*What to do*. Rewrite each of the records below as a JSON array of strings, with one string per line and no blank lines.

*Material*.
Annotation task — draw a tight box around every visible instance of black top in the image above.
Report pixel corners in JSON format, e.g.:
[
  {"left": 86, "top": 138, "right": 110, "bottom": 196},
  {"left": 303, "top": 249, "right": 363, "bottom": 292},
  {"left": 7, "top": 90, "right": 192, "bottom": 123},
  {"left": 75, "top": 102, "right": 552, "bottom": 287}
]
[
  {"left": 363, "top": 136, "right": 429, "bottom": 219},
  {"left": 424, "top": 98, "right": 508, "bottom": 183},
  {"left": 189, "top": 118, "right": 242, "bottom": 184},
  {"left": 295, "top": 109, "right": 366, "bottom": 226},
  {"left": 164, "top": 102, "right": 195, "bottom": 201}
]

*The solution*.
[
  "Annotation task — draw a tight box around every visible instance of black top in the image above.",
  "Report pixel corners in JSON format, e.g.:",
  "[",
  "  {\"left\": 86, \"top\": 138, \"right\": 110, \"bottom\": 196},",
  "  {\"left\": 303, \"top\": 249, \"right\": 363, \"bottom\": 292},",
  "  {\"left\": 7, \"top\": 90, \"right\": 192, \"bottom\": 123},",
  "  {\"left\": 75, \"top\": 102, \"right\": 552, \"bottom\": 287}",
  "]",
  "[",
  "  {\"left\": 363, \"top\": 136, \"right\": 429, \"bottom\": 219},",
  "  {\"left\": 424, \"top\": 98, \"right\": 508, \"bottom\": 183},",
  "  {\"left\": 189, \"top\": 118, \"right\": 242, \"bottom\": 184},",
  "  {\"left\": 295, \"top\": 109, \"right\": 366, \"bottom\": 226},",
  "  {\"left\": 164, \"top\": 102, \"right\": 195, \"bottom\": 201}",
  "]"
]